## Supplied text
Carbapenem-resistant Acinetobacter baumannii (CRAB) represents a critical global health threat for which existing antibiotics are increasingly inadequate. This study aimed to establish a comprehensive genomic framework for the rational prioritization of virulent Acinetobacter bacteriophages as therapeutic candidates.

Methods

We performed large-scale comparative genomic analysis of 340 virulent Acinetobacter bacteriophages, integrating phylogenetic reconstruction, pangenome analysis, CRISPR spacer-based host interaction mapping, Anti-CRISPR protein identification, and systematic antimicrobial resistance (AMR) gene screening.

Results

Genome sizes spanned a nearly 20-fold range, with a significant negative correlation between genome size and GC content (R² = 0.139, ρ = −0.630). Phylogenetic analysis revealed extensive divergence across multiple lineages with no dominant clade. Pangenome analysis identified 20,982 unique protein families, of which 76.2% were cloud genes, confirming a highly open genome architecture. CRISPR spacer matching yielded 1,480 high-confidence matches across 100 phage genomes, providing molecular evidence of broad historical infectivity. Anti-CRISPR profiling identified Acinetobacter phage XC1 as an exceptional therapeutic candidate harboring 55 predicted Anti-CRISPR proteins with canonical regulatory locus architecture. AMR screening identified 21 distinct AMR gene homologs (Loose RGI hits, 22.5 to 47.1% amino acid identity) distributed heterogeneously across the dataset, confirming abundant therapeutically clean candidates while flagging a subset warranting further scrutiny before therapeutic exclusion.

Conclusion

These findings provide a multi-criteria genomic framework for rational phage candidate prioritization against multidrug-resistant Acinetobacter infections, with direct implications for evidence-based phage therapy development.

## Try it
How would you condense the paragraph beginning "Genome sizes spanned" in the phage genomics abstract above into a bulleted list that keeps its main findings?

## Dataset items
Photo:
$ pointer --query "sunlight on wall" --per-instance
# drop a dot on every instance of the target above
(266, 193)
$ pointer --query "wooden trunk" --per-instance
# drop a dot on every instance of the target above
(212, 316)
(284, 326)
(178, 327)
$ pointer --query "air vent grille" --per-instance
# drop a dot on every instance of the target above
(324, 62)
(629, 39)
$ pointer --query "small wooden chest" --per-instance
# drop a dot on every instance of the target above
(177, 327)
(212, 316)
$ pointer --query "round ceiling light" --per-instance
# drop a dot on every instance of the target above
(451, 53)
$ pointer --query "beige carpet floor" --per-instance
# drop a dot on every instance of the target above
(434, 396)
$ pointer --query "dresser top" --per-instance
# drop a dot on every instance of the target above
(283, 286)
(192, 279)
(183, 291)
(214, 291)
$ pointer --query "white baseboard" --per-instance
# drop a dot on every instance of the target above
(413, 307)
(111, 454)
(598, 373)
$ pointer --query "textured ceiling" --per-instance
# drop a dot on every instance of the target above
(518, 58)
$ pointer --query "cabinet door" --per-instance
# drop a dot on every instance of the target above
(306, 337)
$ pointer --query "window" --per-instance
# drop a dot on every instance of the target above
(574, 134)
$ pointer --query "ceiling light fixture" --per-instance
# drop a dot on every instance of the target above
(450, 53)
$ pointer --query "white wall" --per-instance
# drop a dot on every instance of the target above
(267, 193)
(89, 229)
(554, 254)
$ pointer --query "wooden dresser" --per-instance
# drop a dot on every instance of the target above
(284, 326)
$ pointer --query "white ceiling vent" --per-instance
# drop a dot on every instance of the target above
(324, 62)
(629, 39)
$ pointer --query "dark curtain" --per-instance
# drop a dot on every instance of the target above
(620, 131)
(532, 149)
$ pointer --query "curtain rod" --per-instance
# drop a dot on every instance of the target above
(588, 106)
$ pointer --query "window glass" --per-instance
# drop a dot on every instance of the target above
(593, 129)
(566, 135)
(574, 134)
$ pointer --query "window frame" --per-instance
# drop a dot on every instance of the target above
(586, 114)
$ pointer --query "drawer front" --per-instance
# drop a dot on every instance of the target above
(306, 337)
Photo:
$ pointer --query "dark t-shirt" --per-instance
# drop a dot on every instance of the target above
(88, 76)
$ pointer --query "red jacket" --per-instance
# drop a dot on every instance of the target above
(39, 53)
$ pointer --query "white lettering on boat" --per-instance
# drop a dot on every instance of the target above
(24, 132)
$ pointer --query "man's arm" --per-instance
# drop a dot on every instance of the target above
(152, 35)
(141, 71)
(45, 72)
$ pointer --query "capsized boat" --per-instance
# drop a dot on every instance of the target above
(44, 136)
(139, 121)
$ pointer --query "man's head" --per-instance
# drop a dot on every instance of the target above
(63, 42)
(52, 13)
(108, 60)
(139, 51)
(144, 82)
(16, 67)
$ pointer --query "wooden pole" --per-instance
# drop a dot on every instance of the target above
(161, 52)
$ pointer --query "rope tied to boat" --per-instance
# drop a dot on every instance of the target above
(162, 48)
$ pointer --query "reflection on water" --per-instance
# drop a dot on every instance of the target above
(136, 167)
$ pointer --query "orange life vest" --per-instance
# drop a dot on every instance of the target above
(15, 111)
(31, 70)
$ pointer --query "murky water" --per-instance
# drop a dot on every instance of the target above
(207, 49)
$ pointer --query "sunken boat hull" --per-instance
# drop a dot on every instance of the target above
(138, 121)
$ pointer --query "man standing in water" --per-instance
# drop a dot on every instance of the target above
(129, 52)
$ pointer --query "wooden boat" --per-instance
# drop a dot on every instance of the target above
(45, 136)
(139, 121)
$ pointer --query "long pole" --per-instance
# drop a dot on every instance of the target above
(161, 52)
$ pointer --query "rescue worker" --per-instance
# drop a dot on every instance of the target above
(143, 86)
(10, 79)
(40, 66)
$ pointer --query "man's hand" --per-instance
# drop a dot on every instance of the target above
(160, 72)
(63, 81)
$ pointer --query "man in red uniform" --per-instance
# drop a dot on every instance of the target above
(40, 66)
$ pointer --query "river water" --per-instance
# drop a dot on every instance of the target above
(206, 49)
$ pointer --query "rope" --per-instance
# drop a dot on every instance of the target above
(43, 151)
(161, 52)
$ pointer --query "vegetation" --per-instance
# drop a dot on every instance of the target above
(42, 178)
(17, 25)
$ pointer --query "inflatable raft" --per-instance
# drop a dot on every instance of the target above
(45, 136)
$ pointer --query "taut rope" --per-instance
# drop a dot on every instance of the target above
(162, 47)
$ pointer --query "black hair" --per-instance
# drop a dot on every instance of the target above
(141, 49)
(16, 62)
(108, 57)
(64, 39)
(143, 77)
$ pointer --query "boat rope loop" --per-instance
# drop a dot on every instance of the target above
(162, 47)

--

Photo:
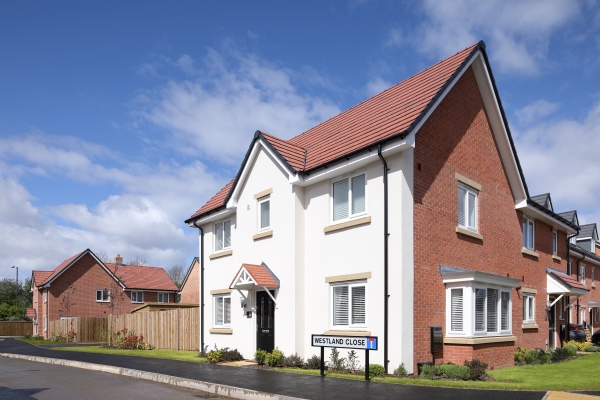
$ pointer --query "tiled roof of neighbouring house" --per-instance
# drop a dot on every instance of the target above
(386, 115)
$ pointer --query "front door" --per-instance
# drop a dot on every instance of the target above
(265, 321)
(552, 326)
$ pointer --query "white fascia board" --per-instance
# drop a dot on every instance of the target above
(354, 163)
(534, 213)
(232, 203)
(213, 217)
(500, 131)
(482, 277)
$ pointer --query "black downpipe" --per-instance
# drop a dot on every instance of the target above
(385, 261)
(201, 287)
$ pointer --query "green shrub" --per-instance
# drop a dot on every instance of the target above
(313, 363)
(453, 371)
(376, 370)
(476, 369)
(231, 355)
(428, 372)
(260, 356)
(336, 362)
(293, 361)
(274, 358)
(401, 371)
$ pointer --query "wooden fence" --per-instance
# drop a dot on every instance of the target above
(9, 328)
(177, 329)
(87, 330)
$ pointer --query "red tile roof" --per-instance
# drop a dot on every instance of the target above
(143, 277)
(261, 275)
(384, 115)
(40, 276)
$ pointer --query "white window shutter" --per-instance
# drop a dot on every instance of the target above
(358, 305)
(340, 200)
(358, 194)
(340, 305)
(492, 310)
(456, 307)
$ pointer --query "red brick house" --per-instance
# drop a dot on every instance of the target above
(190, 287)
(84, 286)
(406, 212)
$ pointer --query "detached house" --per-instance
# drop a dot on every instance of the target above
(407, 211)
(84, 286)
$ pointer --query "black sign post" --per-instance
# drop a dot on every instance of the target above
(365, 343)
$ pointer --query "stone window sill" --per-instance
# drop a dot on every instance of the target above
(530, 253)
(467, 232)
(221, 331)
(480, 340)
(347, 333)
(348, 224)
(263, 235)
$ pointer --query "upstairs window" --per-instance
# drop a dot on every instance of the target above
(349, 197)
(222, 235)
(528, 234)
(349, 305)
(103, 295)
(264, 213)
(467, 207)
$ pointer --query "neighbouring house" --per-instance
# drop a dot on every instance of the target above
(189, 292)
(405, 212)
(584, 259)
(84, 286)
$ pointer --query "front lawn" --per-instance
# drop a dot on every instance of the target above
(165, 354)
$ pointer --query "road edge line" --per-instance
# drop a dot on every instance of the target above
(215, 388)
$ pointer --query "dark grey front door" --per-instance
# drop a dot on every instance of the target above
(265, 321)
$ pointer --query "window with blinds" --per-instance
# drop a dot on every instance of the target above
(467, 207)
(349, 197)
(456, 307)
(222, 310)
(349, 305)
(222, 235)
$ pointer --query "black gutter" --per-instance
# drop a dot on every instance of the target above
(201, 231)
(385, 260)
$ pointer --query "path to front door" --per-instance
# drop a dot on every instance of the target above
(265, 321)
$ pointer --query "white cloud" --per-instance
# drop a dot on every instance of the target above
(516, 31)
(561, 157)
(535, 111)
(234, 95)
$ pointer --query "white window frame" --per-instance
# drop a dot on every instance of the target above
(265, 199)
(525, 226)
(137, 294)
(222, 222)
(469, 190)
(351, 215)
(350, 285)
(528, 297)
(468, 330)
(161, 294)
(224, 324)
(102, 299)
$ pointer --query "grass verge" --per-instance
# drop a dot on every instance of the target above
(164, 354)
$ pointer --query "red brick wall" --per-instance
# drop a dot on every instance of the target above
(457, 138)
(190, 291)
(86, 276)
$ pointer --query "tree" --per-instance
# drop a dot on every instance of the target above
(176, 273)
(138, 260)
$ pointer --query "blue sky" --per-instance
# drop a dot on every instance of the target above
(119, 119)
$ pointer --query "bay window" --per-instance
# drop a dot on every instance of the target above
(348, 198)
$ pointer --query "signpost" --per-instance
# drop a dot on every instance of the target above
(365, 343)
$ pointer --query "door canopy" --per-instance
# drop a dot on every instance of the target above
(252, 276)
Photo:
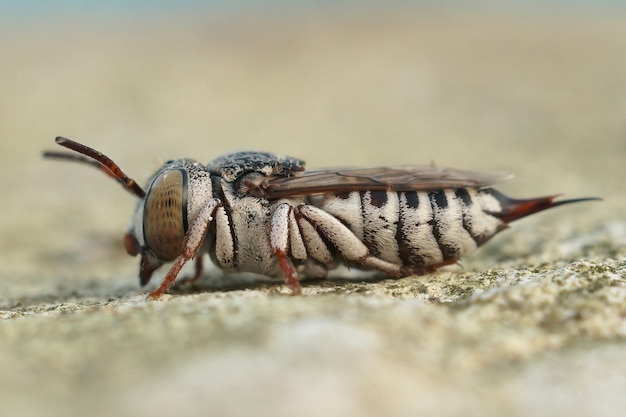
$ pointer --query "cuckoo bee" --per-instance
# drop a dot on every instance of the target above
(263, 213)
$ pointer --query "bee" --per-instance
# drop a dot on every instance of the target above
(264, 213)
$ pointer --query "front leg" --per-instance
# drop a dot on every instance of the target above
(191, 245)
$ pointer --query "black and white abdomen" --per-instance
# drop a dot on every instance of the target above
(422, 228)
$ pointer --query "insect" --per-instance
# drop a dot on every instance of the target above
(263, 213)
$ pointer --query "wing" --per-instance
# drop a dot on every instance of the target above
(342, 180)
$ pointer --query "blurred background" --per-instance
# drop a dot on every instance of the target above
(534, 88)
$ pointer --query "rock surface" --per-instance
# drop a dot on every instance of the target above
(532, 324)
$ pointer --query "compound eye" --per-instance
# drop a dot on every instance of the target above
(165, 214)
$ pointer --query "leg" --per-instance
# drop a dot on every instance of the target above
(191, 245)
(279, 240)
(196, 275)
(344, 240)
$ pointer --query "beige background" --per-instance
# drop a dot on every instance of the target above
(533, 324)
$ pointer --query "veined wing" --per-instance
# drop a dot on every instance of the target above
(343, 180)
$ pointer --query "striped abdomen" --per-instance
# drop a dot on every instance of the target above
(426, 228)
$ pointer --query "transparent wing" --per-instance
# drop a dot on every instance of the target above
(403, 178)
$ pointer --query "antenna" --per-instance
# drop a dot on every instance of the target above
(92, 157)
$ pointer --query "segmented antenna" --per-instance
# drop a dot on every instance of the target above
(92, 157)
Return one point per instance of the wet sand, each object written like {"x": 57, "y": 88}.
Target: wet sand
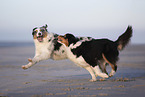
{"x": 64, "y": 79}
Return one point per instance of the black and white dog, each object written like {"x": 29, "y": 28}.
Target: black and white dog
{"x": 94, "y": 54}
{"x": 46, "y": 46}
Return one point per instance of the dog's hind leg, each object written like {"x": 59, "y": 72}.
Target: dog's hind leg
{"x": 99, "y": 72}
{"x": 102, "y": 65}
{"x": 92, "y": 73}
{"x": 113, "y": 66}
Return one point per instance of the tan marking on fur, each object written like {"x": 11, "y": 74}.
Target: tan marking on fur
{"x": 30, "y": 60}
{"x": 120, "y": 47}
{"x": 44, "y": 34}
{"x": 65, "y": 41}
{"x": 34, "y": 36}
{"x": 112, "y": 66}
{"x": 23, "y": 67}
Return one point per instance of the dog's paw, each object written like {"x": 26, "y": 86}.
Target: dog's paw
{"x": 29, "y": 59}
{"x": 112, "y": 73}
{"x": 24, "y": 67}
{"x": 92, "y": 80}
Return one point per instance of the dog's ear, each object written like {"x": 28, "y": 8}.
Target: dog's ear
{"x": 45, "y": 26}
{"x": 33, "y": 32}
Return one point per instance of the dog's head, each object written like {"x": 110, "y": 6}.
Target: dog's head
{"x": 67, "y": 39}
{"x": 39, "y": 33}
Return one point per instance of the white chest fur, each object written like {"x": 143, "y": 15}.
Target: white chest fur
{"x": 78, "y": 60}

--

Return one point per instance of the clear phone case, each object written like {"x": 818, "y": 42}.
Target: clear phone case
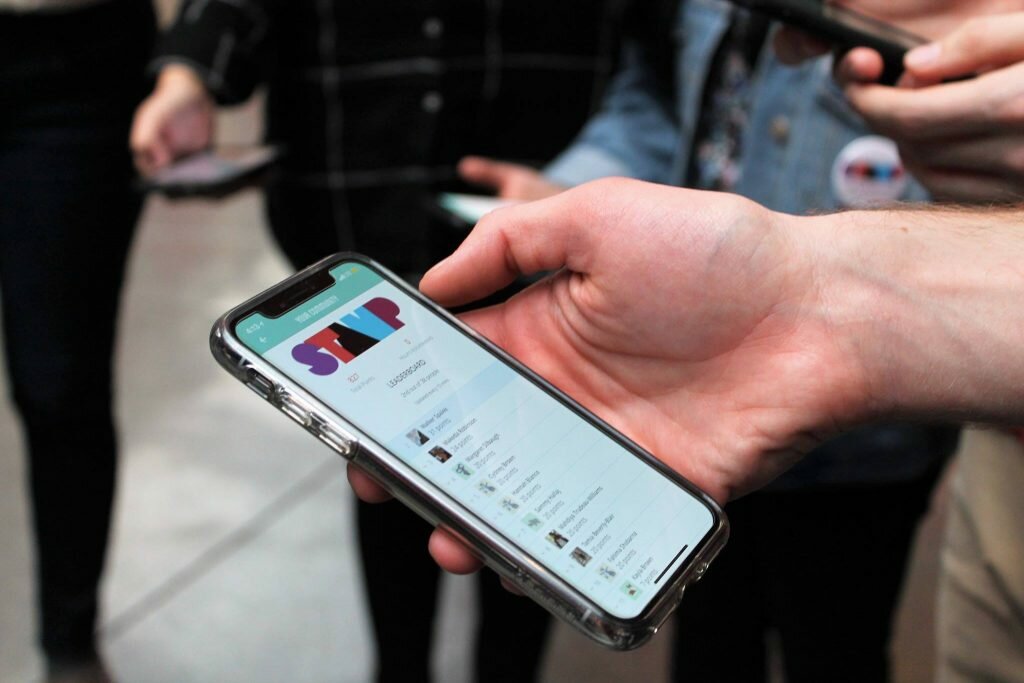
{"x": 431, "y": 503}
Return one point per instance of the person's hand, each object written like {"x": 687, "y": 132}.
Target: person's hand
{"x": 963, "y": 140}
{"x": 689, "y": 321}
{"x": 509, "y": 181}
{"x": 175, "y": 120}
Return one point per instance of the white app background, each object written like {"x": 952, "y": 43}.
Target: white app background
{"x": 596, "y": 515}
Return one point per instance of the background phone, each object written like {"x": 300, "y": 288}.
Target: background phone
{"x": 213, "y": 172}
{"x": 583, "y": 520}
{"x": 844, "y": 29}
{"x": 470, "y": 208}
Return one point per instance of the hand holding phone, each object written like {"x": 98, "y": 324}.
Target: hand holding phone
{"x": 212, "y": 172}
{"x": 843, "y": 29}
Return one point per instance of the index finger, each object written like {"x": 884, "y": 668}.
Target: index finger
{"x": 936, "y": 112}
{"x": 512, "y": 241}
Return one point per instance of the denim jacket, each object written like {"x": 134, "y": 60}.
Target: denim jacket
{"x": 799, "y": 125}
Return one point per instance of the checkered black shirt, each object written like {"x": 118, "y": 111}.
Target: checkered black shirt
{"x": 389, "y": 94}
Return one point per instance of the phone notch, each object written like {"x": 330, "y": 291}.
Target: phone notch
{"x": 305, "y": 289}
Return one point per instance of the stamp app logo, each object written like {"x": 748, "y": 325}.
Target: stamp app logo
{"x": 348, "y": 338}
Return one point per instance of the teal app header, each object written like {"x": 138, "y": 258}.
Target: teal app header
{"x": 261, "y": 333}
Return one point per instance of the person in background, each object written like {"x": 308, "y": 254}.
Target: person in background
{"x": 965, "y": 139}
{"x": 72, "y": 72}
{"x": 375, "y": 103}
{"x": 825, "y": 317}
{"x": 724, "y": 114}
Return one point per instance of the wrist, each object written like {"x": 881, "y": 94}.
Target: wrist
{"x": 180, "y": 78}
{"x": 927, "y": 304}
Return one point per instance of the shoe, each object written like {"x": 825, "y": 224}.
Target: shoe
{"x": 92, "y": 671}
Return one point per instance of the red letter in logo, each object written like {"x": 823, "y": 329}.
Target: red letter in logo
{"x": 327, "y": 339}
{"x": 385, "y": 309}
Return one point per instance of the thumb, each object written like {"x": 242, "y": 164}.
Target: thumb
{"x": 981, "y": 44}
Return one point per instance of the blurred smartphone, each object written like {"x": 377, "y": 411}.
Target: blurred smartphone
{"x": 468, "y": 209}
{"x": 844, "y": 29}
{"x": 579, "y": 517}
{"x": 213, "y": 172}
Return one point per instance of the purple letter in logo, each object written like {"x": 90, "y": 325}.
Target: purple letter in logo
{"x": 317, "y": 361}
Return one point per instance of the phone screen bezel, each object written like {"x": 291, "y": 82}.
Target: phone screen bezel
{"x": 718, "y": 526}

## Exercise response
- Genome sizes varied nearly 20-fold, and genome size correlated negatively with GC content (R² = 0.139, ρ = −0.630).
- Phylogenetic analysis showed wide divergence across several lineages, with no dominant clade.
- The pangenome held 20,982 unique protein families, 76.2% of them cloud genes, which indicates a highly open genome.
- CRISPR spacer matching produced 1,480 high-confidence matches across 100 phage genomes, which points to broad past infectivity.
- Acinetobacter phage XC1 stood out as a therapeutic candidate, with 55 predicted Anti-CRISPR proteins and a canonical regulatory locus architecture.
- AMR screening found 21 distinct AMR gene homologs (Loose RGI hits, 22.5 to 47.1% amino acid identity), unevenly spread. Many candidates were clean, and a subset was flagged for further scrutiny before therapeutic exclusion.